**How to complete this task**
Everything in the entries below except the pictures must be returned exactly.
Start of Exercise data
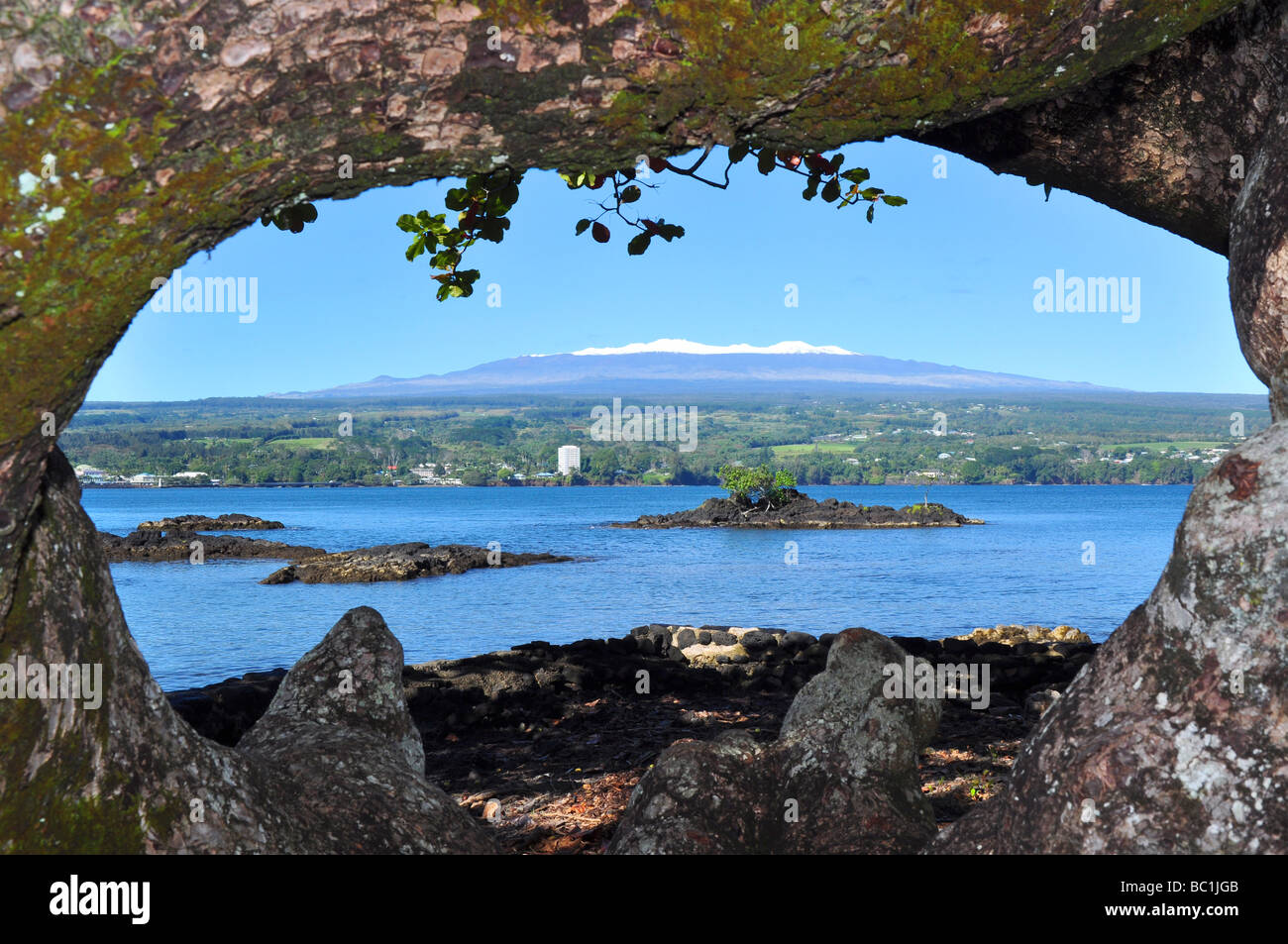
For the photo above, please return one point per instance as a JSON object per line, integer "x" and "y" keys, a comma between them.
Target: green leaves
{"x": 294, "y": 217}
{"x": 481, "y": 206}
{"x": 623, "y": 193}
{"x": 754, "y": 485}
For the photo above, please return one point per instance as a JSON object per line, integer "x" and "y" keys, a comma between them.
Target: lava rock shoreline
{"x": 802, "y": 511}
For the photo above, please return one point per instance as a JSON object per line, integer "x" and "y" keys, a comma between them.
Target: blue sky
{"x": 947, "y": 278}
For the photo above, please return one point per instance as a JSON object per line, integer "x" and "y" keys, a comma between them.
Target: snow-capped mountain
{"x": 679, "y": 365}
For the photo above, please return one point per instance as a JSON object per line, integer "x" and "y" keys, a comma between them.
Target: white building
{"x": 570, "y": 460}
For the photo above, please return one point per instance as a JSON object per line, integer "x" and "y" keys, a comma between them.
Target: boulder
{"x": 1173, "y": 738}
{"x": 840, "y": 778}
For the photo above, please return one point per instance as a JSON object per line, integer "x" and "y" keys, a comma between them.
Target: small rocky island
{"x": 400, "y": 562}
{"x": 155, "y": 546}
{"x": 232, "y": 522}
{"x": 798, "y": 510}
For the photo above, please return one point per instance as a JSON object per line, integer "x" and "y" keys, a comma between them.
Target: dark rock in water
{"x": 841, "y": 777}
{"x": 227, "y": 710}
{"x": 400, "y": 562}
{"x": 178, "y": 545}
{"x": 802, "y": 511}
{"x": 233, "y": 522}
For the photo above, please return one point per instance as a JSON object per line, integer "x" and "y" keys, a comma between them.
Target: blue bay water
{"x": 202, "y": 623}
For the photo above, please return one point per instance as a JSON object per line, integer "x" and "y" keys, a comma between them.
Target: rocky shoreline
{"x": 230, "y": 522}
{"x": 545, "y": 742}
{"x": 802, "y": 511}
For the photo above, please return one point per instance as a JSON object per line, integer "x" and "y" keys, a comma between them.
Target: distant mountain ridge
{"x": 675, "y": 364}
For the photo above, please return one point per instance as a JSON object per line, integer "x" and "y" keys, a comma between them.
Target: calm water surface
{"x": 204, "y": 623}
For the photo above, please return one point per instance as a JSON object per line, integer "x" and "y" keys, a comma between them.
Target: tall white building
{"x": 570, "y": 460}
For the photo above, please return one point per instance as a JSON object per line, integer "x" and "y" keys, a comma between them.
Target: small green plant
{"x": 485, "y": 200}
{"x": 751, "y": 487}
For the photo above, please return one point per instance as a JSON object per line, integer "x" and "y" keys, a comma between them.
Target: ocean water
{"x": 202, "y": 623}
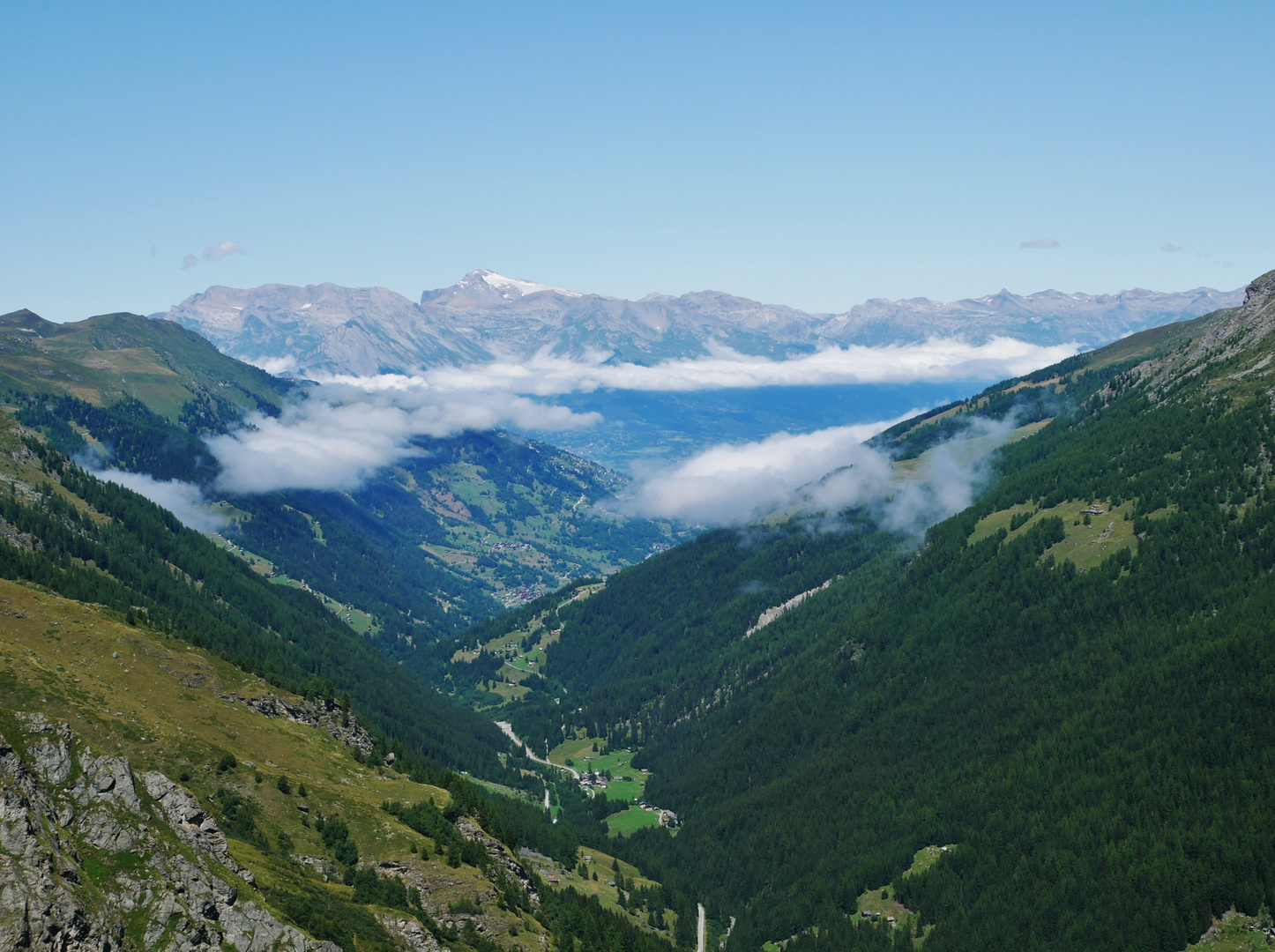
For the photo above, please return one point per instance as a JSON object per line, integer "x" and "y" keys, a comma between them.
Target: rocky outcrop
{"x": 191, "y": 823}
{"x": 500, "y": 854}
{"x": 88, "y": 864}
{"x": 328, "y": 717}
{"x": 411, "y": 933}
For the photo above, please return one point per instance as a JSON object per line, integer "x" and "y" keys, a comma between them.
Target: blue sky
{"x": 812, "y": 154}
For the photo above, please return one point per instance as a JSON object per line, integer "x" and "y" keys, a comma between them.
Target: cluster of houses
{"x": 666, "y": 816}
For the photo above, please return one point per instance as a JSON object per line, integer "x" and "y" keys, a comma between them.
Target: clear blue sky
{"x": 812, "y": 154}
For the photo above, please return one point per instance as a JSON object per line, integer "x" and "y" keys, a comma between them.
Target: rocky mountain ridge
{"x": 51, "y": 829}
{"x": 326, "y": 329}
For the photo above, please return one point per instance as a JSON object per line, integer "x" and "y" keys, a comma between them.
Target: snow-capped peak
{"x": 514, "y": 287}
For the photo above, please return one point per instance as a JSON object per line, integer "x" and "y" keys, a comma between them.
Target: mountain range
{"x": 326, "y": 329}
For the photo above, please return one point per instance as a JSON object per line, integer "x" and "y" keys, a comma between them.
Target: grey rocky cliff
{"x": 166, "y": 883}
{"x": 339, "y": 724}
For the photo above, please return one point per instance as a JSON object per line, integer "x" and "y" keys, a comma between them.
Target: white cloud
{"x": 543, "y": 375}
{"x": 737, "y": 483}
{"x": 223, "y": 249}
{"x": 214, "y": 252}
{"x": 349, "y": 428}
{"x": 183, "y": 500}
{"x": 342, "y": 435}
{"x": 825, "y": 472}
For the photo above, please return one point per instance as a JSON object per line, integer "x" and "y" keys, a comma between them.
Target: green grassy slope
{"x": 466, "y": 526}
{"x": 99, "y": 542}
{"x": 103, "y": 360}
{"x": 280, "y": 788}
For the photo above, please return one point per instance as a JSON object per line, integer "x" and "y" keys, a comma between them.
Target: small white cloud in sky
{"x": 214, "y": 252}
{"x": 222, "y": 249}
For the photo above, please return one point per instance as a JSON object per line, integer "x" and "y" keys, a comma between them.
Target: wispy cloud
{"x": 824, "y": 472}
{"x": 213, "y": 252}
{"x": 545, "y": 375}
{"x": 222, "y": 249}
{"x": 342, "y": 435}
{"x": 183, "y": 500}
{"x": 349, "y": 428}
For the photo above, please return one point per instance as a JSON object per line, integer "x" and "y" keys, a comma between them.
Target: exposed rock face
{"x": 329, "y": 329}
{"x": 411, "y": 933}
{"x": 60, "y": 806}
{"x": 342, "y": 725}
{"x": 1241, "y": 342}
{"x": 500, "y": 852}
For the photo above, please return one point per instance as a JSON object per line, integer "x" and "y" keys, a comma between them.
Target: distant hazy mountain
{"x": 326, "y": 328}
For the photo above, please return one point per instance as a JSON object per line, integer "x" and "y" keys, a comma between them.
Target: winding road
{"x": 509, "y": 732}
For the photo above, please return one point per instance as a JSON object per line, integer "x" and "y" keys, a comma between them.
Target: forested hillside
{"x": 1071, "y": 681}
{"x": 97, "y": 542}
{"x": 457, "y": 531}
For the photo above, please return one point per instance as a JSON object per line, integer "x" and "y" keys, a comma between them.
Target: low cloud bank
{"x": 349, "y": 428}
{"x": 183, "y": 500}
{"x": 828, "y": 471}
{"x": 545, "y": 375}
{"x": 340, "y": 435}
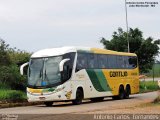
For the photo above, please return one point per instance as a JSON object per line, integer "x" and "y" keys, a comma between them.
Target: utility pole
{"x": 127, "y": 24}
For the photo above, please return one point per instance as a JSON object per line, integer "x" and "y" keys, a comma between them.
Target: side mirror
{"x": 61, "y": 64}
{"x": 22, "y": 67}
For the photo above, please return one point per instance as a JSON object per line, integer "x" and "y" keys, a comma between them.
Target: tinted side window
{"x": 92, "y": 61}
{"x": 112, "y": 61}
{"x": 81, "y": 61}
{"x": 132, "y": 60}
{"x": 102, "y": 61}
{"x": 68, "y": 66}
{"x": 120, "y": 62}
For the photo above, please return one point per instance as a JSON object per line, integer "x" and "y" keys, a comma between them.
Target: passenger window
{"x": 92, "y": 61}
{"x": 102, "y": 61}
{"x": 112, "y": 62}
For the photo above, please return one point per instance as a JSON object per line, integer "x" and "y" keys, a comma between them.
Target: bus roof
{"x": 62, "y": 50}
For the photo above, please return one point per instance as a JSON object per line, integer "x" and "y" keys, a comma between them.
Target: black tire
{"x": 79, "y": 97}
{"x": 127, "y": 92}
{"x": 121, "y": 94}
{"x": 115, "y": 97}
{"x": 48, "y": 104}
{"x": 99, "y": 99}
End of Exercise data
**Solution to this exercise**
For the photo above, please return one point per instance as a JSON object per line, integer "x" and "y" keys, a comma between them.
Target: green leaves
{"x": 294, "y": 217}
{"x": 481, "y": 206}
{"x": 623, "y": 193}
{"x": 754, "y": 485}
For the photo above, please return one point per instance as a JSON object per line, integer "x" and "y" keys, a comma between them.
Target: lava rock shoreline
{"x": 802, "y": 511}
For the photo above, please return one point per instance as a JSON object per line, integer "x" and "y" keys, a comma between them.
Target: blue sky
{"x": 947, "y": 278}
For the photo above, please return one point per instance as a JSON object per line, integer "x" and "y" keys, a comma between them.
Target: snow-capped mountain
{"x": 679, "y": 365}
For the photo above, please return one point per instance as a JSON object per line, integer "x" and "y" keys, a comma between them.
Target: white building
{"x": 570, "y": 460}
For the photo above, please return one point per instance as a JSON object per line, integer "x" and "y" keys, a comma between them.
Target: boulder
{"x": 1173, "y": 738}
{"x": 840, "y": 778}
For the photo above, please return one point per instance as a JSON object per line, integer "x" and "y" keys, a comma between them.
Target: small rocky island
{"x": 400, "y": 562}
{"x": 155, "y": 546}
{"x": 232, "y": 522}
{"x": 798, "y": 510}
For the photo above, please return one point per instance as a JSON object per line, integer "x" and "y" keys, a comma between them.
Target: dark rock in water
{"x": 841, "y": 777}
{"x": 227, "y": 710}
{"x": 400, "y": 562}
{"x": 178, "y": 545}
{"x": 802, "y": 511}
{"x": 233, "y": 522}
For the photo above, please return one point per instance as a JSON object per line, integer "x" and "y" keys, a comma between them.
Target: blue bay water
{"x": 202, "y": 623}
For the photo above, please return one point per instance as a JSON object per line, integer "x" and "y" keys, a comma between them.
Target: rocky shoreline
{"x": 230, "y": 522}
{"x": 545, "y": 742}
{"x": 802, "y": 511}
For the photo above, please return one point per instance as a JSON object per line, integer "x" and "y" keys, a comma between them.
Target: distant mountain ridge
{"x": 675, "y": 364}
For the photo above, please return one point per instance as a JSON object per line, integer "x" and "y" keys, a comma between them.
Target: calm water surface
{"x": 204, "y": 623}
For the photo above, please return one point per instance as a JSON object per line, integer "x" and "y" keys, a comma between them.
Target: tall white building
{"x": 570, "y": 460}
For the photo above, please return one point per instance as a JSON object per line, integer "x" and "y" keys, a comma between them.
Target: small green plant
{"x": 485, "y": 200}
{"x": 751, "y": 487}
For the photo above, please return one point per instance as a JSON object per line, integer "x" and "y" keys, a comma between them.
Target: ocean water
{"x": 202, "y": 623}
For the photo above, please return one point per instance as a JSON object per line, integer "x" and "y" keys, a comma between them.
Target: rocky outcrop
{"x": 191, "y": 823}
{"x": 500, "y": 854}
{"x": 88, "y": 864}
{"x": 328, "y": 717}
{"x": 411, "y": 933}
For the photo above, please return one point per instance as a JSON object per line, integer "x" and "y" keys, a comma between them.
Target: blue sky
{"x": 812, "y": 154}
For the photo above, please return one point per instance as a JSON object per line, integer "x" and "y" keys, a comma between them.
Target: cluster of houses
{"x": 666, "y": 816}
For the photo above, please return one point per instance as a JSON object per line, integer "x" and "y" keys, a comma between them.
Target: clear blue sky
{"x": 812, "y": 154}
For the photo above, please return one point per instance as a JSON object per line, integer "x" and "y" keys, a comma between them.
Target: rocky mountain ridge
{"x": 51, "y": 829}
{"x": 326, "y": 329}
For the photo above, please return one point per instance as a JSON object per line, integer "x" and "y" keys, a comma between them.
Target: snow-capped peak
{"x": 514, "y": 287}
For the photo above, please return one point per instance as a JSON object per line, integer "x" and "y" keys, a comma between them.
Target: mountain range
{"x": 326, "y": 329}
For the photo above, please return one point per instance as a JSON object per line, integer "x" and "y" keys, a comma between them.
Target: grey rocky cliff
{"x": 166, "y": 883}
{"x": 339, "y": 724}
For the photo above, please return one point per instance as a JSON object per line, integer "x" and "y" keys, a comma between them.
Target: white cloud
{"x": 543, "y": 375}
{"x": 737, "y": 483}
{"x": 223, "y": 249}
{"x": 214, "y": 252}
{"x": 349, "y": 428}
{"x": 183, "y": 500}
{"x": 342, "y": 435}
{"x": 825, "y": 472}
For the photo above, please return one point per instance as a JSON object per line, integer "x" and "y" keys, a comma between them.
Target: green grassy slope
{"x": 466, "y": 526}
{"x": 99, "y": 542}
{"x": 103, "y": 360}
{"x": 280, "y": 788}
For the photo above, please return one point per instance as a JSON object per line, integer "x" and "y" keys, a comma between them.
Target: small white cloud in sky
{"x": 214, "y": 252}
{"x": 222, "y": 249}
For the photo above, please return one point per instance as a JSON object per line, integer "x" and "y" keys, a comma between them.
Target: wispy cloud
{"x": 824, "y": 472}
{"x": 213, "y": 252}
{"x": 545, "y": 375}
{"x": 222, "y": 249}
{"x": 342, "y": 435}
{"x": 183, "y": 500}
{"x": 349, "y": 428}
For the photo above, please return one point per instance as a JSON object per line, integer "x" and "y" keys, a comma between them.
Target: exposed rock face
{"x": 329, "y": 329}
{"x": 411, "y": 933}
{"x": 60, "y": 806}
{"x": 342, "y": 725}
{"x": 1241, "y": 342}
{"x": 500, "y": 852}
For the photo above, please return one point per instance as a JSON object per line, integer "x" and "y" keys, a comma between them.
Target: distant hazy mountain
{"x": 326, "y": 328}
For the photo above, please return one point per instance as a JSON object per line, integer "x" and "y" keys, a comma between them.
Target: winding road
{"x": 509, "y": 732}
For the photo above, please return one point per instance as a JSON object per line, integer "x" and "y" keys, a comma between them.
Target: forested hillside
{"x": 1071, "y": 681}
{"x": 97, "y": 542}
{"x": 457, "y": 531}
For the photo above, please return one point per instance as a JSON object per line, integer "x" and "y" keys, a comma between them.
Target: low cloud bank
{"x": 349, "y": 428}
{"x": 183, "y": 500}
{"x": 828, "y": 471}
{"x": 545, "y": 375}
{"x": 340, "y": 435}
For the photo above, please return one point per instance as a JSON object per line, integer "x" and "y" keys, a comma between them.
Target: utility pole
{"x": 127, "y": 24}
For the photo above, please return one point per instance as a JSON object per line, integer "x" and "y" keys, a comma between them.
Target: side mirror
{"x": 61, "y": 64}
{"x": 22, "y": 67}
For the photo above, please return one point per instance as a JSON object per line, integer "x" and "y" keys, a comma between them.
Target: tinted side window
{"x": 92, "y": 61}
{"x": 112, "y": 61}
{"x": 81, "y": 61}
{"x": 132, "y": 60}
{"x": 102, "y": 61}
{"x": 68, "y": 66}
{"x": 120, "y": 62}
For the photo above, please return one point per instance as a JSON object per line, integer "x" and "y" keys, a comma between them.
Target: passenger window
{"x": 92, "y": 61}
{"x": 102, "y": 61}
{"x": 112, "y": 62}
For the photo above, please return one point per instance as a JSON object per line, integer "x" and "y" keys, a comma between them.
Target: bus roof
{"x": 62, "y": 50}
For the photo above, please return one point per instance as a JSON object per line, integer "x" and "y" keys, a comma between them.
Target: black tire
{"x": 79, "y": 97}
{"x": 127, "y": 92}
{"x": 121, "y": 94}
{"x": 115, "y": 97}
{"x": 48, "y": 104}
{"x": 99, "y": 99}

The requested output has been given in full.